- 文書抜粋 -
小学生時代の矢吹恵さん(左)と前田寛美さん(右)
以下、引用する。
※プライバシー保護のため、被害者以外の氏名はイニシャルに変更した。
★1995年(平成7年)7月31日付『朝日新聞(夕刊)』1面より
閉店直後に銃声?
八王子の3人射殺
駐車場に不審な車
東京都八王子市大和田町四丁目の「スーパーナンペイ大和田店」二階事務所で
三十日夜、女性従業員ら三人が射殺されているのが見つかった事件で、
午後九時の閉店後間もなく、現場近くで短銃を発砲したような音がしていたことが、
三十一日分かった。
また事件直後に、同店駐車場に不審な車が止まっているのが目撃されており、
警視庁八王子署特捜本部が関連を調べている。
(15面に関係記事)
調べでは、同店従業員稲垣則子(四七)のほか、
アルバイトの私立桜美林高校二年矢吹恵さん(一七)と
都立館高校二年の前田寛美さん(一六)の三人が射殺されたのは、
稲垣さんが知人の男性(六七)に迎えを頼んだ午後九時十五分から、
男性が車で到着した同九時二十五分までの十分間とみられる。
発砲のような音は、午後九時すぎ、現場近くに住む男性会社員(二四)が聞いた。
事件当時、現場の北西約三十㍍の公園で盆踊り大会が開かれていた。
この会社員は「花火の音かと思った」と話しているが、公園では花火は行われておらず、
犯行時間帯に近いため、特捜本部が注目している。
一方、不審な車は、稲垣さんを迎えに来た男性が、三十日午後十時ごろ見たという。
この男性は午後九時二十五分ごろ迎えに来たが、
稲垣さんが出てこなかったため、知人の女性を誘って同九時五十分ごろ再び来て、
三人の遺体を発見した。
最初に来た時、駐車場に車はなかった。
遺体発見後にあらためて駐車場を見ると、白い乗用車が一台止まっていたという。
また、同店は午後五時以降、店内には女性の従業員が二人しかいないことが分かっている。
閉店直後の短時間に犯行を行っているうえ、
金、土、日曜の三日分の売上金を集約する日曜日に事務所の金庫を狙った形跡があることから、
特捜本部は、犯人が下見するなどして、あらかじめ同店の事情を調べていたのではないかとみている。
★1995年(平成7年)7月31日付『朝日新聞(夕刊)』15面より
夜の凶弾 恐怖と憤り
担任「まさか身近で」

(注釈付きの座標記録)
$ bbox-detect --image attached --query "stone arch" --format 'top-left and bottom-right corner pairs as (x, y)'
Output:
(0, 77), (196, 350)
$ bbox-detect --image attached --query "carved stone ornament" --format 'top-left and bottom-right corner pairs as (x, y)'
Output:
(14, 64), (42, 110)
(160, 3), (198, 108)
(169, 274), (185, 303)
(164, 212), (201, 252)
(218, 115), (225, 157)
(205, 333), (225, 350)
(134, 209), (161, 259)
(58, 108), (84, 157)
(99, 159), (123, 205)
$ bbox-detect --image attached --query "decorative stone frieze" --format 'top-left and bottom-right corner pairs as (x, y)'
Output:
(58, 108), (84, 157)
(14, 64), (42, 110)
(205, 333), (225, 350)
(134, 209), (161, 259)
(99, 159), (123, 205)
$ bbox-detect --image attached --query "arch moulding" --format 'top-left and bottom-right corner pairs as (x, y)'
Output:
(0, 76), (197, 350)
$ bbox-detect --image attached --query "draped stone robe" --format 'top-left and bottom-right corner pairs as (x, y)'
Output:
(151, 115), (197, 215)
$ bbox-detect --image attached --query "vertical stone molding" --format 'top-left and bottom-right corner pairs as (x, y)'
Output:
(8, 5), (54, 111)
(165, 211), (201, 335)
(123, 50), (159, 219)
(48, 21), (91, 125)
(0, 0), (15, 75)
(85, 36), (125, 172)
==
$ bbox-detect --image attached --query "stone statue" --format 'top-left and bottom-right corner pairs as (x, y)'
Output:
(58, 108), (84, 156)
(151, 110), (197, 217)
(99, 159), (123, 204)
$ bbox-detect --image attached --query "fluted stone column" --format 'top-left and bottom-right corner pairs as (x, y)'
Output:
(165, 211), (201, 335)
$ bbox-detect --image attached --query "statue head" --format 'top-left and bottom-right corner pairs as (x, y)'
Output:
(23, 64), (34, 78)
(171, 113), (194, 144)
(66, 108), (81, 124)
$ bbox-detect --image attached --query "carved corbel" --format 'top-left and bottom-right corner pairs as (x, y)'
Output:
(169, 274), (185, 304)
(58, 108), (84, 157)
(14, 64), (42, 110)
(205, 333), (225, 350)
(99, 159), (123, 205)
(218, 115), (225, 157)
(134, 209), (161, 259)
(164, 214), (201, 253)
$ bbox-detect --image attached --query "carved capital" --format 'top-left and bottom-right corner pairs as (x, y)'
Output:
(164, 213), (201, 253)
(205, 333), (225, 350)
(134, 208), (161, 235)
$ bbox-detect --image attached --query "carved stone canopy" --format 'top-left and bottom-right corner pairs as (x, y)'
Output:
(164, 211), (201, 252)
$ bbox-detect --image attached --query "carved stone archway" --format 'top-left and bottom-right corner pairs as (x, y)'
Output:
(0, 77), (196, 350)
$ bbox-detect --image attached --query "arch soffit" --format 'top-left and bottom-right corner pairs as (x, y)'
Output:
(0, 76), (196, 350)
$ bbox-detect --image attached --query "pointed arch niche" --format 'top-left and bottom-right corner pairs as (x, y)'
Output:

- 課題 -
八王子の射殺事件を報じた新聞記事から、「調べでは、同店従業員稲垣則子(四七)のほか、」から「発砲のような音は、午後九時すぎ、現場近くに住む男性会社員(二四)が聞いた。」までをすべて一字一句そのまま書き写してください。

- 記述回答 -
調べでは、同店従業員稲垣則子(四七)のほか、
アルバイトの私立桜美林高校二年矢吹恵さん(一七)と
都立館高校二年の前田寛美さん(一六)の三人が射殺されたのは、
稲垣さんが知人の男性(六七)に迎えを頼んだ午後九時十五分から、
男性が車で到着した同九時二十五分までの十分間とみられる。
発砲のような音は、午後九時すぎ、現場近くに住む男性会社員(二四)が聞いた。